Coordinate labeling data
--- START ---

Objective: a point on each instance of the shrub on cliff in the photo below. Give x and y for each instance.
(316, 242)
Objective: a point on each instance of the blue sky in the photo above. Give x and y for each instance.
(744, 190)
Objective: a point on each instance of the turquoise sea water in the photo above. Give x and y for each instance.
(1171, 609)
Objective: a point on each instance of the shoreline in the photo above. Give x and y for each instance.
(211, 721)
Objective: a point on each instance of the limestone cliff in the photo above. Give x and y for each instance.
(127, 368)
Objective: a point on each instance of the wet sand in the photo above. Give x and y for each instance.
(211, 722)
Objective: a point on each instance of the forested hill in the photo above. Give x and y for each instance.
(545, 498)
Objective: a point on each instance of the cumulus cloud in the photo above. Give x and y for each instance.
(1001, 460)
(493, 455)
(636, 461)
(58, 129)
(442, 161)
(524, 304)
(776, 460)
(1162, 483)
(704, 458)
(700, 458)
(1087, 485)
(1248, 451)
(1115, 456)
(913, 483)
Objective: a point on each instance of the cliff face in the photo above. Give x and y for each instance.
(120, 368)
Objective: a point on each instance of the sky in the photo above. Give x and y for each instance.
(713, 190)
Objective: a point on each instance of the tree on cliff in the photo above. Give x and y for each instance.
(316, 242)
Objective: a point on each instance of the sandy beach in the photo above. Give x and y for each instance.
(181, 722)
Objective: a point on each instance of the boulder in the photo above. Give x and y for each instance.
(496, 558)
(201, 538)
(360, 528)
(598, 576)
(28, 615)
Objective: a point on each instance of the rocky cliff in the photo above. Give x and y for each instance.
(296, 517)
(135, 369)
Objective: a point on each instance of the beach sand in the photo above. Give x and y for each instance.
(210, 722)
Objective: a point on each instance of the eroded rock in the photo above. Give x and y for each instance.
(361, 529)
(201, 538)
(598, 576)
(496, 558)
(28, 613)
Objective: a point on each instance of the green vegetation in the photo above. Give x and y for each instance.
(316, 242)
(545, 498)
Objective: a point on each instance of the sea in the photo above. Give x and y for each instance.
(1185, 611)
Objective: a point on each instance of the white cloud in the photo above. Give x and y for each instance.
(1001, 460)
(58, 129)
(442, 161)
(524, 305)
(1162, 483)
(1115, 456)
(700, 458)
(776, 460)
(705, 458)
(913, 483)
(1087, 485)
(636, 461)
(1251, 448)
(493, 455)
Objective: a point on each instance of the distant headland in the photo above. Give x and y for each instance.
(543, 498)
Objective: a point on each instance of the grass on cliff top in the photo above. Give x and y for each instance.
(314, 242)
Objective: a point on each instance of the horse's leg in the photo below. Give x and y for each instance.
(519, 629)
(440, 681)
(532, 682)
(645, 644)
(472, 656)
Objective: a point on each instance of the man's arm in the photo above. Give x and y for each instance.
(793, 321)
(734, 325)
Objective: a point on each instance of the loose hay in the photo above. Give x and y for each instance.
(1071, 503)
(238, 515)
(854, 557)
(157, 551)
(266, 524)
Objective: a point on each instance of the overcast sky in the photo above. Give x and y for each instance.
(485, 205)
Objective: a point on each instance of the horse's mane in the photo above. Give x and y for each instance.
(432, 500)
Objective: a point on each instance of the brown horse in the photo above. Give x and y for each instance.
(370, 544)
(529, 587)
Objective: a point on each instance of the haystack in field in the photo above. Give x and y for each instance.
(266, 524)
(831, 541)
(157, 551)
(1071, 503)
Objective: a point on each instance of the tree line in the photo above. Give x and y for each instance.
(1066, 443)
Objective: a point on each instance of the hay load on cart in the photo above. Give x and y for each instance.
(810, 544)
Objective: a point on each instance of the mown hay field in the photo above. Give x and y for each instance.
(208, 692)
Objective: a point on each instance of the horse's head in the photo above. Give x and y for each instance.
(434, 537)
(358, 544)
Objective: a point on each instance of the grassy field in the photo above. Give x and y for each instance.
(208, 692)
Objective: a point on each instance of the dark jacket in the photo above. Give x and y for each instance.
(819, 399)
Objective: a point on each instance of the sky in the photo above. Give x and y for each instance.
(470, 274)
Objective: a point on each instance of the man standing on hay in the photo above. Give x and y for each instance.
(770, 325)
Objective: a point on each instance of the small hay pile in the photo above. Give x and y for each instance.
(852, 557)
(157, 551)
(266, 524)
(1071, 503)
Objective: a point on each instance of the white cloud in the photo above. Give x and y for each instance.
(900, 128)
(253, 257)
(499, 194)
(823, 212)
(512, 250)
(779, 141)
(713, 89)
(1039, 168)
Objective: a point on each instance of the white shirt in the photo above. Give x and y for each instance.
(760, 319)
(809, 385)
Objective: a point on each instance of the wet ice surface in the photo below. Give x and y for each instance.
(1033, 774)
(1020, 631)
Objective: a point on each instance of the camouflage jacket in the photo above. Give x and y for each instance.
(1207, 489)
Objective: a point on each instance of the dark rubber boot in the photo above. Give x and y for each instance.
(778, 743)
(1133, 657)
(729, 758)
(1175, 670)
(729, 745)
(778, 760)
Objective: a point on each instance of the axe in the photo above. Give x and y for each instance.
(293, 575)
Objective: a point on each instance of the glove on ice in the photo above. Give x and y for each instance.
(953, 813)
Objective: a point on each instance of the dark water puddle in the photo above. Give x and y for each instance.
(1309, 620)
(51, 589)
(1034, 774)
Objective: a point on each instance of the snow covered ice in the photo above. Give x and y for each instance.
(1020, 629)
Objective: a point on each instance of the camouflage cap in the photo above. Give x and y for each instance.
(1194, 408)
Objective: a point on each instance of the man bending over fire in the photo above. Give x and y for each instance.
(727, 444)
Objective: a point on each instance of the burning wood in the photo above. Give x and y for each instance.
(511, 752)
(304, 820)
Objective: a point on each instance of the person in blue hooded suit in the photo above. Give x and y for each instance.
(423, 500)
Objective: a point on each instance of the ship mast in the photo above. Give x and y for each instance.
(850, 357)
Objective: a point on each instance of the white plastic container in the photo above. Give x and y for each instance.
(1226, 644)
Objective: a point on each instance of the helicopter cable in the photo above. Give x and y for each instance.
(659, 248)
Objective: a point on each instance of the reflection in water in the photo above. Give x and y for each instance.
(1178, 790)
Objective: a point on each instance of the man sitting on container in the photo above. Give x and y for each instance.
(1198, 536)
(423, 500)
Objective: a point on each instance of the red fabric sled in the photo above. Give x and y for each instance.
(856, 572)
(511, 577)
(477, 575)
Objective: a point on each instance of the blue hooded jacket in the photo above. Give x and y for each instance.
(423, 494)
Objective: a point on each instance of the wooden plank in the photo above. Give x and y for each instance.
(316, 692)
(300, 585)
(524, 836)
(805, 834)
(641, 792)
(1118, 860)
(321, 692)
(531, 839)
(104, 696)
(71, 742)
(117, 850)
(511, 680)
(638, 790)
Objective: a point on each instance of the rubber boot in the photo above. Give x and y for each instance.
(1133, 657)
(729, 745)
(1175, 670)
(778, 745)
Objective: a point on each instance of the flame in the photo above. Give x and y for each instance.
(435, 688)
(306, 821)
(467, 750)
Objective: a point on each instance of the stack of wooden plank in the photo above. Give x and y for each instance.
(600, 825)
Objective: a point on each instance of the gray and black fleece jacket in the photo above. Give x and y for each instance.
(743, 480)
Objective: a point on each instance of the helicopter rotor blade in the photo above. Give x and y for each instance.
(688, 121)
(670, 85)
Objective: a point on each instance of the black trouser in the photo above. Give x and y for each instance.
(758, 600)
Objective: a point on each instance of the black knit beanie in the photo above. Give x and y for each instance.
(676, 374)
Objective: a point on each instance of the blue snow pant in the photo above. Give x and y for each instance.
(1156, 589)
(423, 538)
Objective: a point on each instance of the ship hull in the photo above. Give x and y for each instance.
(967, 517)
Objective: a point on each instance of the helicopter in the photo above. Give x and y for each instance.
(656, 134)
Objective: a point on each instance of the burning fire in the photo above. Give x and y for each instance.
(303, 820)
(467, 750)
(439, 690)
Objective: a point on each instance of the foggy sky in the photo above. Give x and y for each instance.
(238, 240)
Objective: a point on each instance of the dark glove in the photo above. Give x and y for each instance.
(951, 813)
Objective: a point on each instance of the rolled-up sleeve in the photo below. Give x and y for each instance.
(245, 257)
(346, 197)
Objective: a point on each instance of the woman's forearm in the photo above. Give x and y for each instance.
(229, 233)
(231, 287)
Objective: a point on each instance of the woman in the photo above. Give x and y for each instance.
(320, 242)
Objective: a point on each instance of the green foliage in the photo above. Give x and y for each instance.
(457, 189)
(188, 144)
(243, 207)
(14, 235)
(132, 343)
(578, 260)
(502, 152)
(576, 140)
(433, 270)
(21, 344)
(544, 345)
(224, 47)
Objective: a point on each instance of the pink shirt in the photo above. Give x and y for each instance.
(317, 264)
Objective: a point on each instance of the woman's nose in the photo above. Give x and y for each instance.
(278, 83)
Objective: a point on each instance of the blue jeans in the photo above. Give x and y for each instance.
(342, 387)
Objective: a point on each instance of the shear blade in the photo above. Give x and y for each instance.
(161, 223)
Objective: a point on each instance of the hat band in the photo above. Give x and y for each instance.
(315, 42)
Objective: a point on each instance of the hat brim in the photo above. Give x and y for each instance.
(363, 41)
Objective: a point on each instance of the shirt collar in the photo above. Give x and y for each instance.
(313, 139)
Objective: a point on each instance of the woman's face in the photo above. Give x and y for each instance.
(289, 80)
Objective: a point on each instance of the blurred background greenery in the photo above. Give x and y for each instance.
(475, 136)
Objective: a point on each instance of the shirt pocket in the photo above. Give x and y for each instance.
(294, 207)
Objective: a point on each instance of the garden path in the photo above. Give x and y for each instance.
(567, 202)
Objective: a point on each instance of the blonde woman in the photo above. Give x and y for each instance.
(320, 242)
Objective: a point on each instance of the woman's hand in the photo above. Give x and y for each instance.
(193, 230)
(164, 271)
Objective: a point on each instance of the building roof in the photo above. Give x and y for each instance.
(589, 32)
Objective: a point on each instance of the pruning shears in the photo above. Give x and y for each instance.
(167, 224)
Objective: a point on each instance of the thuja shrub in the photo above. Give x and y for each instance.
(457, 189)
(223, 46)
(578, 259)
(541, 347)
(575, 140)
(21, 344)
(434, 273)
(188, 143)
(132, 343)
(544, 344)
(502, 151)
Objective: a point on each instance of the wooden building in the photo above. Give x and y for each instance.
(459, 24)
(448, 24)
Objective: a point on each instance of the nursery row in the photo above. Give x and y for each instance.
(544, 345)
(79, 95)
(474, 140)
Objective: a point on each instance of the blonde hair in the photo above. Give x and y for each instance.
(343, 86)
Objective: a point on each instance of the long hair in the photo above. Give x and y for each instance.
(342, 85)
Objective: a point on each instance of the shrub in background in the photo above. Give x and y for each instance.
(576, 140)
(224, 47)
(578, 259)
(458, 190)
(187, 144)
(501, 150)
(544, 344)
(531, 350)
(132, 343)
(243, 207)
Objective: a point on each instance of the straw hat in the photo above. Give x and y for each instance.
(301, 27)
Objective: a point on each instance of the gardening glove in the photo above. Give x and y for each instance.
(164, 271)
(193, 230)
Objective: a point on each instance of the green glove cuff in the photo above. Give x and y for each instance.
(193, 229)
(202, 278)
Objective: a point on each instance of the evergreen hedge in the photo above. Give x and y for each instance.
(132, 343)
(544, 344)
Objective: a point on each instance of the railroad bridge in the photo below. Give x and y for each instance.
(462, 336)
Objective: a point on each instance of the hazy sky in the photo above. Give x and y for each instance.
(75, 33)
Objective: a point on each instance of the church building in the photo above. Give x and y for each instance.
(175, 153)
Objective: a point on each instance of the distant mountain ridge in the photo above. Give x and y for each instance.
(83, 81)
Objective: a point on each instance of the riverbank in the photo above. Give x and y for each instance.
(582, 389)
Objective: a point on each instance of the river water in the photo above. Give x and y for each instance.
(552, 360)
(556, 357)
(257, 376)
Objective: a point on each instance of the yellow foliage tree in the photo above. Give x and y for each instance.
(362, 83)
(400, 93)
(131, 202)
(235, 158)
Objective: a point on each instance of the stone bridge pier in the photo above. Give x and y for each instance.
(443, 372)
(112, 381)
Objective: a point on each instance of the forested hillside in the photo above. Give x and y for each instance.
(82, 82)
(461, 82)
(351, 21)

--- END ---

== Short task ==
Your task is to extract the lines running from the one with "Objective: a point on each instance of the green glove" to the end of the material, inclusive, copying each exactly and adding nothing.

== The answer ==
Objective: a point on each instance of the green glove cuff in the photo above. Give x and y for each instance.
(193, 229)
(202, 278)
Objective: a point on each instance of the evergreen hedge in the photo above. Give x and y for each instance.
(132, 343)
(544, 344)
Objective: a point on each instance of the railroad bridge in the photo below. Give x and y for each instance.
(462, 336)
Objective: a point on each instance of the hazy sky in the photo above. Give x and y for each instance.
(75, 33)
Objective: a point on each instance of the church building in the photo above. Give x and y for each instance.
(175, 153)
Objective: a point on each instance of the distant mountain ridge in the photo above. Give x and y for each instance.
(83, 81)
Objective: a point on each instance of the riverbank in the photo above. Give x and y for each instance.
(582, 389)
Objective: a point on each instance of the river water in the photo above. Give x and y for each instance.
(552, 360)
(556, 357)
(257, 376)
Objective: a point on each instance of the yellow foliage tree in the photo above. Give x and y for each instance.
(362, 83)
(400, 93)
(131, 202)
(235, 158)
Objective: a point on each instance of the stone bridge pier in the photo above. Give x and y for each instance.
(443, 372)
(112, 381)
Objective: a point on each instance of the forested hillside in the photo above. Give x and y for each instance.
(82, 82)
(461, 82)
(351, 21)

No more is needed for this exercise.